======== Given records
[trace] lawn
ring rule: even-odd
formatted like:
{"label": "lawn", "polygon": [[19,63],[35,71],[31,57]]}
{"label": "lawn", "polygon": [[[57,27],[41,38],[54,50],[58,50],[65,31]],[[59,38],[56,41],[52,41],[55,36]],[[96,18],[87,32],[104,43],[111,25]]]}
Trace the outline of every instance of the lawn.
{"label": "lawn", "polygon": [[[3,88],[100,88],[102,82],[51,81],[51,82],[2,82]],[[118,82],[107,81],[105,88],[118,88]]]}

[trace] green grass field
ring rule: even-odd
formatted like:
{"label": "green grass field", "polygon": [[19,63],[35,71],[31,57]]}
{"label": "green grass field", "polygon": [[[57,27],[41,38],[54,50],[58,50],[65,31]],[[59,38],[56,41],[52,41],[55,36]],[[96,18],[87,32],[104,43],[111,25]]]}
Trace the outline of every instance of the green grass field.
================
## Set exercise
Please arrange every line of the items above as a JSON list of strings, one string per line, leaving out blank lines.

## Solution to this problem
[
  "[trace] lawn",
  "ring rule: even-odd",
  "formatted like:",
  "{\"label\": \"lawn\", \"polygon\": [[19,63],[35,71],[31,57]]}",
  "{\"label\": \"lawn\", \"polygon\": [[[57,27],[41,38],[54,50],[58,50],[65,31]],[[59,38],[56,41],[52,41],[55,36]],[[96,18],[87,32],[104,43],[111,25]]]}",
  "Trace the outline of every instance of the lawn.",
  "{\"label\": \"lawn\", \"polygon\": [[[3,88],[100,88],[102,82],[51,81],[51,82],[2,82]],[[118,82],[107,81],[105,88],[118,88]]]}",
  "[trace] green grass field",
  "ring rule: even-odd",
  "formatted like:",
  "{\"label\": \"green grass field\", \"polygon\": [[19,63],[35,71],[31,57]]}",
  "{\"label\": \"green grass field\", \"polygon\": [[[57,27],[41,38],[54,50],[58,50],[65,31]],[[59,38],[56,41],[52,41],[55,36]],[[96,18],[87,32],[104,43],[111,25]]]}",
  "Trace the outline of every instance of the green grass field."
]